§ Task requirements
**1.** In the page on selkies in Scottish folklore, which islands are most of the selkie folk-tales said to have been collected from?
**2.** Write the next part of the page on selkies in Scottish folklore, picking up after its last sentence.

§ Source excerpt

Selkies in Scottish Folklore (#157)
LISTEN TO THIS EPISODE
Listen to or download this episode right here on this page, or find more places to listen below.
More Places to Listen
(Listening on Apple Podcasts or Spotify? Please leave us a quick star rating and/or review - it'd mean a lot!)
About the Episode
If we were to say that today’s episode is about a beautiful woman/sea creature who was tricked to live a life ashore and be potentially cursed for the rest of their life, we’d forgive you for thinking we’re talking about mermaids. But not quite! Ellie is turning to Scottish folklore to tell us a story about Selkies – mythological seal creatures who shed their skin on land to take on human form.
Related episode: The Little Mermaid: the Original Hans Christian Andersen Tale (#59)
Full Episode Notes
If you can’t listen to the episode for accessibility reasons, or you just want to refer to the notes as you listen, you can find the full in-depth notes for this episode below.
Selkies in Scottish Folklore (#157)
If I were to say that today’s episode was about a beautiful woman/sea creature who once lived under the sea, but was tricked by a baddie to live a life ashore and potentially cursed for the rest of their life… I’d forgive you if you thought I was talking about The Little Mermaid, or mermaids in general. Especially with the new live action Disney version that’s being released in May this year, it certainly would be topical.
But nah! There’s more than one creature of folklore that fits these petametres, and who’d have thought that we’d only need to turn to Scotland to find the home of this folklore. Today, we will be learning more about Selkies!
Many of the folk-tales on selkie folk have been collected from the Northern Isles (Orkney and Shetland).
The selkie is a mythological being found amongst the folklore of Scotland. Selkies are shapeshifters, transforming between seal and human form by shedding and replacing their skin. In their human form, selkie folk are always referred to as being incredibly attractive. They are graceful, kind natured and amorous, resulting in any humans coming across them falling desperately in love.
Tales of Selkies are predominantly found in the Outer Hebrides, Orkney and Shetland – the word selkie, according to Orkney lore, is said to denote various seals of greater size than the grey seal; only these large seals are credited with the ability to shapeshift into humans, and are called "selkie folk". The type of large seals that might have been seen on the islands include the Greenland seal (also known as the Harp Seal) and the crested seal (also known as the hooded seal). Something similar is stated in Shetland tradition, that the mermen and mermaids prefer to assume the shape of larger seals, referred to as Haaf-fish.
However, as with much folkore we have discussed throughout the years, selkies are not just restricted to Scotland. Selkies also appear in the folklore of Ireland, Iceland, the Faroe Islands and seal tales are also present in the folklore of the Inuit as well as the Chinook people of the West coast of America, where the Columbia river meets the sea.

§ Data rows
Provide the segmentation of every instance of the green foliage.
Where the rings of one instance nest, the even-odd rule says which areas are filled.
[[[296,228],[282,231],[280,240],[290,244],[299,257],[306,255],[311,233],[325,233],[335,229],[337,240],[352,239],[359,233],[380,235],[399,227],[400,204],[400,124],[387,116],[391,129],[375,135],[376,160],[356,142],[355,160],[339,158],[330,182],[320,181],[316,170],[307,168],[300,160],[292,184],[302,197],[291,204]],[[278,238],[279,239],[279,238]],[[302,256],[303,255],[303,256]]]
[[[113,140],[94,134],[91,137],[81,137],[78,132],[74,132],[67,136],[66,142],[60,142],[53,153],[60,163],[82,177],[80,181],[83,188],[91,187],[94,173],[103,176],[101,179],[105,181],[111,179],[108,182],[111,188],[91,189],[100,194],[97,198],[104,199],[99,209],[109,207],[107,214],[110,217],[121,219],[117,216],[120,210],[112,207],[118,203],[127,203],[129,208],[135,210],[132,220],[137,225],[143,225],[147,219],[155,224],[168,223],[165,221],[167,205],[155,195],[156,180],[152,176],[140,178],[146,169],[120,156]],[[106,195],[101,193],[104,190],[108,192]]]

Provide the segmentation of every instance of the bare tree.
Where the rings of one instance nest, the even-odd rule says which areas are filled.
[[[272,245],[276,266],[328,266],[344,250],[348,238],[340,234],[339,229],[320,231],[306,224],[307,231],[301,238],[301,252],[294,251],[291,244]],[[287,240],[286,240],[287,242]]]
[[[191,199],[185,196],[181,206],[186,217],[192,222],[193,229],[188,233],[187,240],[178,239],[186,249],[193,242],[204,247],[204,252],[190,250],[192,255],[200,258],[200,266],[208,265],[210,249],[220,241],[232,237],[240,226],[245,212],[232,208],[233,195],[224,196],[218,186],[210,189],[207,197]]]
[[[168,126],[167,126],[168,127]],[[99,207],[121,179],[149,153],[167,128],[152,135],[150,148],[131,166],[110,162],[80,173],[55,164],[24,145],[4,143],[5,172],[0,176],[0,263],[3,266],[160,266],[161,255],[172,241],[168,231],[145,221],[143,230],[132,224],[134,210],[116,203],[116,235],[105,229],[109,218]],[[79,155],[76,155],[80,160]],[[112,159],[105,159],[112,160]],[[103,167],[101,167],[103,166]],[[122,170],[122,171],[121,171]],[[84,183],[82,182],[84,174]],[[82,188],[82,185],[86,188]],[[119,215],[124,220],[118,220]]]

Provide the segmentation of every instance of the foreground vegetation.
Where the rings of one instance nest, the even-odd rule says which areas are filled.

§ Responses for each task
**1.** The Northern Isles, Orkney and Shetland.

**2.**
The communities from which the tales originate are dependent on the sea for their livelihood. Living in close proximity to the sea, such communities are well aware of it’s ability to be a wild, tempestuous and an unpredictable force. The selkie is a symbol of it’s calm and bountiful temperament who often appear to saves the lives of child or fisherman who have fallen into the sea.
The tales themselves always depict selkies in the same light and are common in theme. Selkies love to come ashore, shed their skin and bask in the sunlight, or sing and dance by the light of the moon. Without their skin, they cannot return to the sea.
A Selkie Tale
The sea king and queen once lived happily with their many beautiful children. The children would spend all day frolicking amongst the coral gardens and lush meadows on the sea bed and their lives were full of singing and laughter.
One fateful day the sea queen fell ill. Nothing her king or the other sea folk could do would save her and, only weeks later, she died. The sea king and his children were bereft. The children missed their mother’s comforting arms and her gentle voice singing them to sleep at night. No longer could singing or laughter be heard in the coral caves and gardens.
Despite his sorrow, the king felt it was his duty to remarry and provide the children with a new mother. The sea witch, an ugly individual, due to many years of bitter jealousy of others, quite fancied the opportunity to become queen and rule over all those who had cause her such strife. She took advantage of the situation and convinced the sea king to marry her. However her jealousy over others continued and she now targeted her ill feelings at the sea children, who despite their sorrow were still more beautiful than the queen could ever be, for they were graceful and kind of heart.
The sea witch cast a spell on the kings children, turning them into seals, cursing them to never again be able to live in the kingdom, but to swim as seals forever more in the ocean, apart from the one day a year that they could shed their skin and take their true form on land.
The king, in his fury, banished the sea witch to a cave in the darkest depths of the ocean but no one could reverse the magic that had been done. And so the seals swim, and can often be found frolicking and singing near to the coast, amongst the shallows as was the nature of the sea-children.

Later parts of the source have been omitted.